→ What needs to be done: Reproduce only the lines that run from the line containing "Where can you see the sun glare" to the end of the entries below, exactly as they stand.

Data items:
*** Block opens ***

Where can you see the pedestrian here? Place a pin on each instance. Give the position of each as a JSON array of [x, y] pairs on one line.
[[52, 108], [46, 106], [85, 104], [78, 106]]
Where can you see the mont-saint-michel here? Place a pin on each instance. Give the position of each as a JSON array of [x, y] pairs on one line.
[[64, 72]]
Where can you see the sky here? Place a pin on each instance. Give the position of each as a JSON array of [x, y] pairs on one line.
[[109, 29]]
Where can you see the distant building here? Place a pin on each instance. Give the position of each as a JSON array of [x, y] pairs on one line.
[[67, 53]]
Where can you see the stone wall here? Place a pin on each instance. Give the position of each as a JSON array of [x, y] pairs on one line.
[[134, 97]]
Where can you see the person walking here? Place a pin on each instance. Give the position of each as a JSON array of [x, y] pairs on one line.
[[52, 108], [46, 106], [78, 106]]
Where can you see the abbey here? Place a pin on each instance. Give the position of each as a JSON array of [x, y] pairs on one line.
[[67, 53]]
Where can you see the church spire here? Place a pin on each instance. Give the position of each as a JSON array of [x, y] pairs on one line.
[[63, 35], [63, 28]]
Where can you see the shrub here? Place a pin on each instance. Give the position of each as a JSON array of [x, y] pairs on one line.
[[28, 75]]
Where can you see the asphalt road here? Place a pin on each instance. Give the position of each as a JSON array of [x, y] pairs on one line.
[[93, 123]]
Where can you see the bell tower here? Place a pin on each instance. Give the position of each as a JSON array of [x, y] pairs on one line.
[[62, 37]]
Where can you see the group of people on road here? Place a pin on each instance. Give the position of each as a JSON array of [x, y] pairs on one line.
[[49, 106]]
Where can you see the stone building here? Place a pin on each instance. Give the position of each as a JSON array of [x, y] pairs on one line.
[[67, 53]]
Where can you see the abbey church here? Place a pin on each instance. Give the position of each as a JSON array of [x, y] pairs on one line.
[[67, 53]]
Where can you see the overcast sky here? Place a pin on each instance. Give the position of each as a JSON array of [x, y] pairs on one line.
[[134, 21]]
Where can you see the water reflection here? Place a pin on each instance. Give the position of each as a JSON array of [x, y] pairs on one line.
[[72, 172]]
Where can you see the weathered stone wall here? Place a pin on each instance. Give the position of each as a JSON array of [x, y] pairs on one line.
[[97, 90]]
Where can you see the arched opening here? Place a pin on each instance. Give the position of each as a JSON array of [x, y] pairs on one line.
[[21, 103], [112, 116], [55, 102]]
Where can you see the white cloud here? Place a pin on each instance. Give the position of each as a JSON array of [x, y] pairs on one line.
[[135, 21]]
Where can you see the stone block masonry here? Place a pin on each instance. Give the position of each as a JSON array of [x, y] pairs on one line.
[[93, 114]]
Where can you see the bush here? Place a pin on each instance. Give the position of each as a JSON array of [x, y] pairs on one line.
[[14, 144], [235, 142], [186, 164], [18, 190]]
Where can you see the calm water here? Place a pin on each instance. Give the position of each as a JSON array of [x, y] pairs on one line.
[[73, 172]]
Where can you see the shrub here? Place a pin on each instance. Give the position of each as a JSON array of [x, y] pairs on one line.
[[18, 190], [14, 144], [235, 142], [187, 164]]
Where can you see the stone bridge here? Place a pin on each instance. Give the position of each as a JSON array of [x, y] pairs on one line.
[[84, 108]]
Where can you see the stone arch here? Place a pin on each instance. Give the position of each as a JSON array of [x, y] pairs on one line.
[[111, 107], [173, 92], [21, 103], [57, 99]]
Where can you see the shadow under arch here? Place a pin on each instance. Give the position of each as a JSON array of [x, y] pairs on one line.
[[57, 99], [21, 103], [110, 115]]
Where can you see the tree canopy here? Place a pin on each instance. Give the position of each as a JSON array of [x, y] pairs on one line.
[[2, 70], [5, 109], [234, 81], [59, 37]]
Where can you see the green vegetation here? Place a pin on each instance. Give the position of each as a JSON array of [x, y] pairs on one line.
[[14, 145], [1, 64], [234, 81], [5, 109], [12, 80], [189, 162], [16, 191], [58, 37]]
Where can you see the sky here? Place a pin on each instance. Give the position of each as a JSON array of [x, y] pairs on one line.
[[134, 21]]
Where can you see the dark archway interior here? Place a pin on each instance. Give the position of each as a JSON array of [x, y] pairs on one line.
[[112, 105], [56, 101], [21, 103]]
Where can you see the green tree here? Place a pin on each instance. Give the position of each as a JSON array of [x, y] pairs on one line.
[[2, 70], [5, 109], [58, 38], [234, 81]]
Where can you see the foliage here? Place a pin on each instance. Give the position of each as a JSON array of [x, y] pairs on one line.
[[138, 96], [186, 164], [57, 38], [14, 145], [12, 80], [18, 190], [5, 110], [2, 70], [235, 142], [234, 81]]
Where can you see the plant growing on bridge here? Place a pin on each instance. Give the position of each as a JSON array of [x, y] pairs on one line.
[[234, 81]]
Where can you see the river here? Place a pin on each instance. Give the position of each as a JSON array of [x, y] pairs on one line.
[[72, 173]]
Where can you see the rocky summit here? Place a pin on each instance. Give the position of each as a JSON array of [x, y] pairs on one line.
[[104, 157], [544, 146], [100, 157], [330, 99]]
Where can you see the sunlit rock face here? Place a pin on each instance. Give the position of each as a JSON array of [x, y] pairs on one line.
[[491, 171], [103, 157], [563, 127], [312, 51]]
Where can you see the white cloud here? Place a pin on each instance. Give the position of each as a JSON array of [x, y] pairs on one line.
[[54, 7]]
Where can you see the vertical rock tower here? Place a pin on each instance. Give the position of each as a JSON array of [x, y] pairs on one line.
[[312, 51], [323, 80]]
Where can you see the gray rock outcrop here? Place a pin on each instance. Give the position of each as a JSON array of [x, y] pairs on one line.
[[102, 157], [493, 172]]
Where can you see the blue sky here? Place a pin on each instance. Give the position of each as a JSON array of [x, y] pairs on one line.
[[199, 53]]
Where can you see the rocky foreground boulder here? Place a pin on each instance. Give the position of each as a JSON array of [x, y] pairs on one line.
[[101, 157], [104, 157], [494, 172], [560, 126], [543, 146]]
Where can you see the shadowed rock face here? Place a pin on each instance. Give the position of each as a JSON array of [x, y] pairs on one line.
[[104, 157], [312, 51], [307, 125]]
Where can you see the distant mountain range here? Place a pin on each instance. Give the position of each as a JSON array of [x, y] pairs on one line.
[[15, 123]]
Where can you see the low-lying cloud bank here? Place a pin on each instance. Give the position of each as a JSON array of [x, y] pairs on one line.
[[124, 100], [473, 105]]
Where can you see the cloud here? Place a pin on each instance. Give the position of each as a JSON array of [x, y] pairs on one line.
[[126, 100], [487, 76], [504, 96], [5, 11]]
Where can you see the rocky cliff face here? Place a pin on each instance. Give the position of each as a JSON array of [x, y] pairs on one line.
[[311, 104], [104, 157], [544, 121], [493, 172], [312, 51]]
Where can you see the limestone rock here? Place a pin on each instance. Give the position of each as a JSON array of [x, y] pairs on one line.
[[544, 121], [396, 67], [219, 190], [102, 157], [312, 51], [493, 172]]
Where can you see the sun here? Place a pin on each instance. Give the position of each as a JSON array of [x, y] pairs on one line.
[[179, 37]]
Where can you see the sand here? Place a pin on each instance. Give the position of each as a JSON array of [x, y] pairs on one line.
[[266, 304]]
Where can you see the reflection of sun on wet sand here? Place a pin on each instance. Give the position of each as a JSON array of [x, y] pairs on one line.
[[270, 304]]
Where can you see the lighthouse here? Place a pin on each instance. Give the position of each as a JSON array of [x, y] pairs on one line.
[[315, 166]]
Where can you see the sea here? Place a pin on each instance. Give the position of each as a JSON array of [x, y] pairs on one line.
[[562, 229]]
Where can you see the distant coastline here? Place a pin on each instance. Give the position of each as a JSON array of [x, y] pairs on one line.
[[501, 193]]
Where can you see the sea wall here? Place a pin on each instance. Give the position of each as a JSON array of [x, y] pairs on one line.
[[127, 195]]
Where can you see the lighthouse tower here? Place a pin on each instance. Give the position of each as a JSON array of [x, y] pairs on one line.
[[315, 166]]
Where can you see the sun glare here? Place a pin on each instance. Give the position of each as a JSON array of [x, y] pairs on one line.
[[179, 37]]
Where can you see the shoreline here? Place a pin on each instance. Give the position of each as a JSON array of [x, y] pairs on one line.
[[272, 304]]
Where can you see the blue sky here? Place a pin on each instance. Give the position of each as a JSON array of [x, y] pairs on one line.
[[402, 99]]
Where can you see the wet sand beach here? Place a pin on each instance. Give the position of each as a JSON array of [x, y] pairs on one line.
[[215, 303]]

*** Block closes ***

→ Task answer:
Where can you see the sun glare here? Place a pin on each instance. Give the position of each as a JSON array of [x, y] pairs on one line.
[[179, 37]]
Where can you see the shoreline here? Place a pin on each instance. Give the position of each as a JSON array of [x, y] pairs on one line.
[[272, 304]]
Where can you see the blue sky here? Place a pin on each instance. Give the position of each as a JSON array of [x, y] pairs on one line.
[[402, 99]]
Where can you see the wet sand beach here? Place a pin on each instance. Give the position of each as a JSON array of [x, y] pairs on one line.
[[215, 303]]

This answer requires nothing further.